Set exercise:
Copy the following lines verbatim.
++++++
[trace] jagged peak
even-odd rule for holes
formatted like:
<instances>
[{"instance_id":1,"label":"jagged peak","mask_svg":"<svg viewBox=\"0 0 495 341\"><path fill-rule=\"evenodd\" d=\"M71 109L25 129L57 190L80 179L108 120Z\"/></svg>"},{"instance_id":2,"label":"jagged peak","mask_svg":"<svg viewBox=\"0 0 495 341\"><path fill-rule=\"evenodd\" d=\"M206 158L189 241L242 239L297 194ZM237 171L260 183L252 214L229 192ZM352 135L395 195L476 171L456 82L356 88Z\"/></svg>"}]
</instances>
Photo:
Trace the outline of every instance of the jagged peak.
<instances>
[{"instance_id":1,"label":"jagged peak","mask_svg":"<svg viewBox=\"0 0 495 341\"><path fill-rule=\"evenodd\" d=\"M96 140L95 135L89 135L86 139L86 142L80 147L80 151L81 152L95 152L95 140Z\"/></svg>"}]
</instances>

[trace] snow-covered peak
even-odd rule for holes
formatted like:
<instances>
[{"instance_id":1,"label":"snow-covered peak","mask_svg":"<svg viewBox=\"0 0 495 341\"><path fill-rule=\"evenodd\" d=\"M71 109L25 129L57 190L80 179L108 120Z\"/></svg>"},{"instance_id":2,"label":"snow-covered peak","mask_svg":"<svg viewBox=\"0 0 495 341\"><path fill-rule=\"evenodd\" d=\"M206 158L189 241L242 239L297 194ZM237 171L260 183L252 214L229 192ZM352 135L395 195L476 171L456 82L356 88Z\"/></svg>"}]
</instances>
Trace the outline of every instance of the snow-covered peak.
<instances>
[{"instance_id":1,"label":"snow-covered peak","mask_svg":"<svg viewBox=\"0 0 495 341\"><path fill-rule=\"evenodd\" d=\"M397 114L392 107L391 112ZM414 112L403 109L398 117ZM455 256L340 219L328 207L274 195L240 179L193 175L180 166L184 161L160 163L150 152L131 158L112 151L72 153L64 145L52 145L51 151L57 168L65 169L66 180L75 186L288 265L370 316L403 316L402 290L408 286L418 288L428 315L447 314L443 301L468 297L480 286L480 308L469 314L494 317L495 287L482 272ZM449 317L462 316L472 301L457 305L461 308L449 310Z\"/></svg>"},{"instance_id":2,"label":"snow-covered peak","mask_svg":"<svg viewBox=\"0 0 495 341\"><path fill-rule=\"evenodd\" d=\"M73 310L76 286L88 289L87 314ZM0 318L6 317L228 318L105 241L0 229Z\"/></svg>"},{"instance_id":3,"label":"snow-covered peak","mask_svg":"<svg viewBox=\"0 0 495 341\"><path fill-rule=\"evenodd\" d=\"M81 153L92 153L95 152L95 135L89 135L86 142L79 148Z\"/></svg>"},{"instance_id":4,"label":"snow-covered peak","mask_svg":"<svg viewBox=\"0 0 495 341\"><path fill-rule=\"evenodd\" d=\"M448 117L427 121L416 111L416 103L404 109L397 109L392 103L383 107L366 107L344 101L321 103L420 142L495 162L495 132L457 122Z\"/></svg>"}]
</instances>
++++++
Exercise answer:
[trace] jagged peak
even-odd rule for holes
formatted like:
<instances>
[{"instance_id":1,"label":"jagged peak","mask_svg":"<svg viewBox=\"0 0 495 341\"><path fill-rule=\"evenodd\" d=\"M71 109L25 129L57 190L80 179L108 120Z\"/></svg>"},{"instance_id":2,"label":"jagged peak","mask_svg":"<svg viewBox=\"0 0 495 341\"><path fill-rule=\"evenodd\" d=\"M206 158L189 241L242 239L297 194ZM237 171L260 183L252 214L229 192ZM352 135L395 195L476 171L456 82L356 88Z\"/></svg>"}]
</instances>
Photo:
Trace the outline of every instance of the jagged peak.
<instances>
[{"instance_id":1,"label":"jagged peak","mask_svg":"<svg viewBox=\"0 0 495 341\"><path fill-rule=\"evenodd\" d=\"M96 140L95 135L89 135L86 139L86 142L80 147L80 151L81 152L95 152L95 140Z\"/></svg>"}]
</instances>

[trace] snow-covered peak
even-odd rule for holes
formatted like:
<instances>
[{"instance_id":1,"label":"snow-covered peak","mask_svg":"<svg viewBox=\"0 0 495 341\"><path fill-rule=\"evenodd\" d=\"M71 109L25 129L57 190L80 179L108 120Z\"/></svg>"},{"instance_id":2,"label":"snow-covered peak","mask_svg":"<svg viewBox=\"0 0 495 341\"><path fill-rule=\"evenodd\" d=\"M206 158L189 241L242 239L297 194ZM237 171L260 183L252 214L229 192ZM352 135L395 195L476 171L456 82L356 88Z\"/></svg>"}]
</instances>
Trace the outline of every instance of the snow-covered peak.
<instances>
[{"instance_id":1,"label":"snow-covered peak","mask_svg":"<svg viewBox=\"0 0 495 341\"><path fill-rule=\"evenodd\" d=\"M397 114L392 107L391 112ZM414 112L403 109L398 117ZM455 256L340 219L328 207L274 195L240 179L193 175L180 166L184 161L160 163L150 152L131 158L112 151L72 153L64 145L52 145L51 151L57 168L65 169L66 180L75 186L288 265L370 316L403 316L402 290L408 286L418 288L428 315L447 314L443 301L468 297L480 286L480 308L469 314L494 317L495 287L482 272ZM449 317L462 316L472 301L457 305L461 308L449 310Z\"/></svg>"},{"instance_id":2,"label":"snow-covered peak","mask_svg":"<svg viewBox=\"0 0 495 341\"><path fill-rule=\"evenodd\" d=\"M73 310L76 286L88 289L87 314ZM0 318L6 317L228 318L105 241L0 229Z\"/></svg>"},{"instance_id":3,"label":"snow-covered peak","mask_svg":"<svg viewBox=\"0 0 495 341\"><path fill-rule=\"evenodd\" d=\"M81 153L92 153L95 152L95 135L89 135L86 142L79 148Z\"/></svg>"},{"instance_id":4,"label":"snow-covered peak","mask_svg":"<svg viewBox=\"0 0 495 341\"><path fill-rule=\"evenodd\" d=\"M448 117L427 121L416 111L416 103L404 109L397 109L392 103L383 107L366 107L344 101L321 103L420 142L495 162L495 132L457 122Z\"/></svg>"}]
</instances>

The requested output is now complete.